Location labeling records:
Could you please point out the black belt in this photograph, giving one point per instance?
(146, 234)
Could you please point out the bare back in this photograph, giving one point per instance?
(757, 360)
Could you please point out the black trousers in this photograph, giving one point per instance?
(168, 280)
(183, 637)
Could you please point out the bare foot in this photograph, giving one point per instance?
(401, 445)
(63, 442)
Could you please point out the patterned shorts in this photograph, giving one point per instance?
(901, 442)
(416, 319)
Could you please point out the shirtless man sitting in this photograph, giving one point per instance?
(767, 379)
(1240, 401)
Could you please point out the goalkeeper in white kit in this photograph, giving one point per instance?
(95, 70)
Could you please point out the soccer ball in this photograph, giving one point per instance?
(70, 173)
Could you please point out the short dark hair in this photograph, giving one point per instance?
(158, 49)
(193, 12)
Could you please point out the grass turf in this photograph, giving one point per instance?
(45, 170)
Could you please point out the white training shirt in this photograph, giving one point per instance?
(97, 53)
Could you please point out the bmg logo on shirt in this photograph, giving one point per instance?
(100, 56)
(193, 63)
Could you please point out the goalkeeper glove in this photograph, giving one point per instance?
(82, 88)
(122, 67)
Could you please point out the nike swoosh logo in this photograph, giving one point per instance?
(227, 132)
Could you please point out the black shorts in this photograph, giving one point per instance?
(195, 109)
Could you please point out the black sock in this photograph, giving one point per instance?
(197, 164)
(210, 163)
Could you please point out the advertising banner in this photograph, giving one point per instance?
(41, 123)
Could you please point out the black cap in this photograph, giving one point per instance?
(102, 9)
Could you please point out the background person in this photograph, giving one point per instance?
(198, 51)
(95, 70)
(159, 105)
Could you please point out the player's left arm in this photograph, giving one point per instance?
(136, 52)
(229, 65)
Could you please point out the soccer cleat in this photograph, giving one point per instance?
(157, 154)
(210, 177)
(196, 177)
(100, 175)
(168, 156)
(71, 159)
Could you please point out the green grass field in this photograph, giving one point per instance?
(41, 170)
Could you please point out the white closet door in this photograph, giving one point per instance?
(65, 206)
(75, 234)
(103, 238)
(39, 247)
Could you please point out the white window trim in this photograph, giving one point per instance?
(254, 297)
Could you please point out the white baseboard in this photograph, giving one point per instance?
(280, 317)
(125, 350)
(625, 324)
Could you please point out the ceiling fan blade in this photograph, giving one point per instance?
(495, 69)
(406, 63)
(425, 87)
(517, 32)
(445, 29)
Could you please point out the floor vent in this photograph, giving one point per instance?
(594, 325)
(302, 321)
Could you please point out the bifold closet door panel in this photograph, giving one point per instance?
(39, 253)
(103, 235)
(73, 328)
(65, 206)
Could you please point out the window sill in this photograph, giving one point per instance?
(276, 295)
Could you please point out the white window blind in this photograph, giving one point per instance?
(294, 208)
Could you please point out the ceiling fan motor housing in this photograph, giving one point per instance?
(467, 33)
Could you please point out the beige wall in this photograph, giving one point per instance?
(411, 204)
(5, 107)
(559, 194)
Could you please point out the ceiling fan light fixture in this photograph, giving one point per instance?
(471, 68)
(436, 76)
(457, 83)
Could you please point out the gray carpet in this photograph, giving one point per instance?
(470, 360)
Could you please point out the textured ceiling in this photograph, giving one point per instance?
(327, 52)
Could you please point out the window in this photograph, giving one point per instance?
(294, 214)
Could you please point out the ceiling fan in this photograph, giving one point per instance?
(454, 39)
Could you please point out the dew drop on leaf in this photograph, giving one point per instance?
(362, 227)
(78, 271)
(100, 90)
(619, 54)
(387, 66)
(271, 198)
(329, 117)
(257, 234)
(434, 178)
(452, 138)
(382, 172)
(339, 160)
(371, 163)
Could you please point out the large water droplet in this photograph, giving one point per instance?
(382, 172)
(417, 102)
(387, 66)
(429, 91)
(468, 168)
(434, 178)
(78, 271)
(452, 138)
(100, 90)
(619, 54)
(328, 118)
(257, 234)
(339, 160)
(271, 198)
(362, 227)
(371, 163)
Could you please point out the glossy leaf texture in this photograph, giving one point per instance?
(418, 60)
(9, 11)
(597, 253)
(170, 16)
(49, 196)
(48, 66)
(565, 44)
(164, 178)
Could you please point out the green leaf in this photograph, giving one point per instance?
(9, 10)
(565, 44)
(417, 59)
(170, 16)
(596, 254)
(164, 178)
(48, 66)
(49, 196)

◆ What to do
Give back the whole listing exactly as it reads.

◆ Output for this task
Could you please point out the black belt in this photograph, giving one point per instance?
(146, 234)
Could you please point out the bare back in this photograph, giving one point per instance?
(757, 360)
Could you please point out the black trousers in this photograph, giving one point per instance?
(168, 280)
(183, 637)
Could you please point out the bare foot in this photograph, giving one point per instance?
(401, 445)
(63, 442)
Could you please point out the patterned shorts in this photograph, giving one point per instance?
(901, 442)
(416, 319)
Could you please point out the shirtless man sitting in this photograph, giving one point per instance?
(767, 379)
(1240, 401)
Could you please point out the goalkeeper in white kit in this photograph, giving one point per instance?
(95, 70)
Could you please point out the soccer ball in this photograph, giving one point per instance?
(70, 173)
Could you please point out the short dark hair in this photograph, giving one point per instance?
(158, 49)
(193, 12)
Could you please point out the grass turf in this photograph, giving one point per instance?
(45, 170)
Could you please point out the white training shirt in this photograph, giving one point per instance?
(97, 53)
Could you please point out the bmg logo on shirt in this photograph, giving one point per instance?
(100, 56)
(193, 63)
Could you please point out the goalkeeper glove in this photograph, giving one point per instance?
(82, 88)
(122, 67)
Could you please point out the nike swoosh logo in this photograph, giving one point per instance?
(227, 132)
Could you please point out the black shorts in this photograph, giving one point per instance?
(195, 109)
Could you please point out the black sock in this photograph, giving one point per instance?
(197, 164)
(210, 163)
Could you please point out the advertising banner in this photograph, giving one point per instance?
(41, 123)
Could you please point out the black cap in this photograph, giving one point per instance?
(102, 9)
Could you please point out the background person in this photograph, giving one point per instance?
(198, 51)
(95, 70)
(159, 105)
Could you please point out the player's left arm in this photograph, giving one point per instance?
(136, 52)
(229, 65)
Could you please point out the soccer cleat in this photograph, giving one point per instance?
(157, 154)
(210, 177)
(196, 177)
(100, 175)
(168, 156)
(71, 159)
Could you please point out the green grass field in this photograph, giving one point per instance?
(41, 170)
Could you please point out the white closet door in this photograph, giving one point per instance?
(65, 206)
(75, 234)
(103, 238)
(39, 247)
Could you please point out the white window trim in this photograph, giving one point per instance?
(254, 297)
Could you please point out the white baseboard in this photograph, giving one point per instance?
(280, 317)
(125, 350)
(625, 324)
Could you please point out the ceiling fan blade in this photograph, giving one point per instance?
(495, 69)
(406, 63)
(425, 87)
(517, 32)
(445, 29)
Could you please point out the floor vent in this photograph, giving one point per instance?
(594, 325)
(302, 321)
Could you please point out the bifold closet door panel in this photograph, giving one point per instance?
(39, 253)
(103, 235)
(73, 328)
(65, 206)
Could you please point out the window sill in this photograph, giving one point per instance?
(276, 295)
Could you please point out the white window blind in this photograph, giving one point per instance?
(294, 208)
Could you please point out the ceiling fan motor housing in this photograph, giving one point per instance?
(467, 33)
Could you please point out the beige wall in this photograph, giving one point per instance?
(411, 204)
(5, 107)
(559, 194)
Could you please point out the ceiling fan light fixture in this photograph, giving one point per instance?
(471, 68)
(436, 76)
(457, 83)
Could you please point out the gray carpet in this photograph, giving one point per instance?
(470, 360)
Could you please point out the textured ceiling in this photograph, giving one point per instance?
(327, 52)
Could you please point out the window in this photograph, giving one point per instance?
(294, 214)
Could you please point out the ceiling fan in this photograph, giving one point per instance?
(454, 39)
Could you please point out the dew drop on leaf in this photograph, giving one point per instance?
(362, 227)
(78, 271)
(100, 90)
(619, 54)
(387, 66)
(271, 198)
(329, 117)
(257, 234)
(434, 178)
(452, 138)
(382, 172)
(339, 160)
(371, 163)
Could you please point out the large water droplet in this photograph, giving one point per instance?
(382, 172)
(417, 102)
(387, 66)
(429, 91)
(468, 168)
(434, 178)
(78, 271)
(452, 138)
(100, 90)
(619, 54)
(328, 118)
(257, 234)
(339, 160)
(271, 198)
(362, 227)
(371, 163)
Could you please point out the glossy leaf texture in this photograph, giving one point per instance?
(418, 60)
(9, 11)
(597, 253)
(170, 16)
(49, 196)
(48, 66)
(565, 44)
(164, 178)
Could you please point out the green leaf in this photograph, giving one point per instance?
(9, 10)
(565, 44)
(417, 59)
(170, 16)
(596, 254)
(164, 178)
(48, 66)
(49, 196)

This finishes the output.